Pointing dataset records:
────────

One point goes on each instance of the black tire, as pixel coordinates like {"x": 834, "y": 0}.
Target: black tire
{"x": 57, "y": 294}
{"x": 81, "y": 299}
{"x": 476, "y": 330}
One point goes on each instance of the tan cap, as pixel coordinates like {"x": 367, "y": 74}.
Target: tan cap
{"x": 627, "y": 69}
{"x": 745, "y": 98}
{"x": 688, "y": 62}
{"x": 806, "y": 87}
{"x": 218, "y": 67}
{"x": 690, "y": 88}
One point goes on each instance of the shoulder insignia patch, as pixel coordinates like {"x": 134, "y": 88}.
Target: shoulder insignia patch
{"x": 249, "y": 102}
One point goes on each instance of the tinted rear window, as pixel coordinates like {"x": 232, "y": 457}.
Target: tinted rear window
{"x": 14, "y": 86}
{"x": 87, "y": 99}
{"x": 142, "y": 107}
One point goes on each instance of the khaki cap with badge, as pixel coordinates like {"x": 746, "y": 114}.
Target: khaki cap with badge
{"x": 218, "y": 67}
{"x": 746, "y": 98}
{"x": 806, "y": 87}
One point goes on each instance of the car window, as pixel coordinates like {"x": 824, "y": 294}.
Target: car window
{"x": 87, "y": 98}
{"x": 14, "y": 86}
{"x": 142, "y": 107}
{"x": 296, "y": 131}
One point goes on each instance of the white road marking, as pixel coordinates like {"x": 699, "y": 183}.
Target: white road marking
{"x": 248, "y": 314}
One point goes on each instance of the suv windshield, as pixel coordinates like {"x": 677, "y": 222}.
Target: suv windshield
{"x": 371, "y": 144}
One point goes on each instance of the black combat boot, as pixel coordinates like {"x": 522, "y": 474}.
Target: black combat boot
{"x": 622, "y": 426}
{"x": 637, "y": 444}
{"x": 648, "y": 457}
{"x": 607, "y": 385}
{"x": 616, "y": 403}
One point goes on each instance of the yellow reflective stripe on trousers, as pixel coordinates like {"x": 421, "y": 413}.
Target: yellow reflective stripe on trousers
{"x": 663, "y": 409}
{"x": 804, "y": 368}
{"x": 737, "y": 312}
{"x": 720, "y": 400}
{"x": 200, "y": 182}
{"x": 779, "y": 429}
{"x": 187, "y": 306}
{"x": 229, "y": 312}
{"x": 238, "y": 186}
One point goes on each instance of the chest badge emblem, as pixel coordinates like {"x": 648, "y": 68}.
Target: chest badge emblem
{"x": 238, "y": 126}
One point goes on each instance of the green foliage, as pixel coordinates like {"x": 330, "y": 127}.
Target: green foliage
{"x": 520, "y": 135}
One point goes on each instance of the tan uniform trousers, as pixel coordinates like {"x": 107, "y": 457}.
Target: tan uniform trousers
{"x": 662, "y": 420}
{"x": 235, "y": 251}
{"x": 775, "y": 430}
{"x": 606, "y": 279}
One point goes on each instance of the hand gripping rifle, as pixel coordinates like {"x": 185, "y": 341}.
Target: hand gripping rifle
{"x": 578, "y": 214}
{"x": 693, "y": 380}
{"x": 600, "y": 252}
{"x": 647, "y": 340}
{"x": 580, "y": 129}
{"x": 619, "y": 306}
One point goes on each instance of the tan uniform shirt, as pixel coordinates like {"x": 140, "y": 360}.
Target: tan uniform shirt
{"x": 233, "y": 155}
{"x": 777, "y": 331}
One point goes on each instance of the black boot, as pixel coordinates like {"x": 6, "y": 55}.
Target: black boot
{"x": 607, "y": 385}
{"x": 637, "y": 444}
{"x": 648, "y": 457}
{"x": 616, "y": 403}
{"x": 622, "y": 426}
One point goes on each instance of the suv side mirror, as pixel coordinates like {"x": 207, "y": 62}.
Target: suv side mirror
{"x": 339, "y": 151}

────────

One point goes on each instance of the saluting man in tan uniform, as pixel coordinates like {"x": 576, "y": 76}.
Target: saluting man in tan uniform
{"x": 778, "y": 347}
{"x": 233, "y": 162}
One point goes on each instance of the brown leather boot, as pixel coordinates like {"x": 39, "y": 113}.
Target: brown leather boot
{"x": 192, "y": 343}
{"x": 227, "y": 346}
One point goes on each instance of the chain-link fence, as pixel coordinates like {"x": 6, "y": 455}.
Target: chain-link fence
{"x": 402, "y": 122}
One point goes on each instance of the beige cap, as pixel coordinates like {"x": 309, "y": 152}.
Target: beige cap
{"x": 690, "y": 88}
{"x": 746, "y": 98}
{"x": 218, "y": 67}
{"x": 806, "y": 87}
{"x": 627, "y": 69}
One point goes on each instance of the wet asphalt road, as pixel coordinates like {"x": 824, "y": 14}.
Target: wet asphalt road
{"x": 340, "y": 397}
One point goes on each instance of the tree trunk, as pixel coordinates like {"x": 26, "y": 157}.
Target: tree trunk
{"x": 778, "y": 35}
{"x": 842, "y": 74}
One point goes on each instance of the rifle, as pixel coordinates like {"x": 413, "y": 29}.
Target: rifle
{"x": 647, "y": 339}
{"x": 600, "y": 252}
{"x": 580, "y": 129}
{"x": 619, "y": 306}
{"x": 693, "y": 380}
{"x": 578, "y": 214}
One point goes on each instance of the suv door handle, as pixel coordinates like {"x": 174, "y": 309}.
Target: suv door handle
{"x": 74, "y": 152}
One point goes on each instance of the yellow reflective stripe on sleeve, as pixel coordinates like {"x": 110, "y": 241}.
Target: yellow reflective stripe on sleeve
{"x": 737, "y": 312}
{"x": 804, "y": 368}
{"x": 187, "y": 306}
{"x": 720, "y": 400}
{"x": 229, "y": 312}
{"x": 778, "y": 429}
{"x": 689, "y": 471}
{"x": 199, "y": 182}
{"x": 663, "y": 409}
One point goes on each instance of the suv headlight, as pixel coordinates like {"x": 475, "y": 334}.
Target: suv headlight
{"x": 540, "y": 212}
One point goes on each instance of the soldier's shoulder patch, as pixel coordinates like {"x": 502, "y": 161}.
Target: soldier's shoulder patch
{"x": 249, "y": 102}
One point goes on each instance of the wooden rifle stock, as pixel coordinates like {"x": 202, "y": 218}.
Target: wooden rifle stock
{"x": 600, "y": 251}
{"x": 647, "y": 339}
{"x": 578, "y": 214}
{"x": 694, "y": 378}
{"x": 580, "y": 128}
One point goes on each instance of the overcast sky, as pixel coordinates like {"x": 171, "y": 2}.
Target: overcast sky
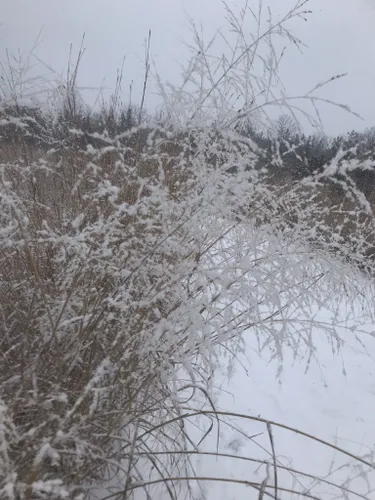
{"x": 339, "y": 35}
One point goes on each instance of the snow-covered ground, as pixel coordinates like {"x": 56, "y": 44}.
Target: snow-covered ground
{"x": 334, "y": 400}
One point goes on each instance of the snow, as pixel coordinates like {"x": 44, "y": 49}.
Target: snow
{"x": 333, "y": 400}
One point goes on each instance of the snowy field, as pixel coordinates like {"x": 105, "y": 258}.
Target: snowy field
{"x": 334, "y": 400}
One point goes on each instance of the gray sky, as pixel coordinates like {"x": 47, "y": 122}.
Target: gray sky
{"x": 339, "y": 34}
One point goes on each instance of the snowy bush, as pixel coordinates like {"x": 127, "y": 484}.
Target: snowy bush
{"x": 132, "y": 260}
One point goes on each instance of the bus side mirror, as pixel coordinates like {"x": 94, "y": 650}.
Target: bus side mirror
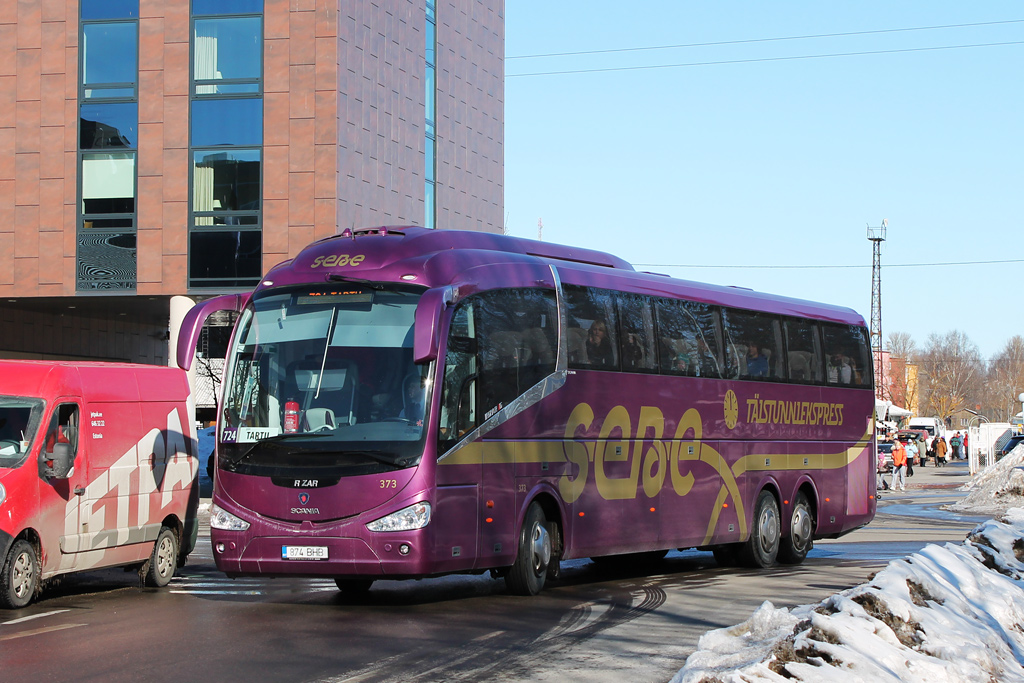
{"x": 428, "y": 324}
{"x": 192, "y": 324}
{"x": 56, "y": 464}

────────

Count the lines of the records above that contain the word "insignia", and reply with that number only.

2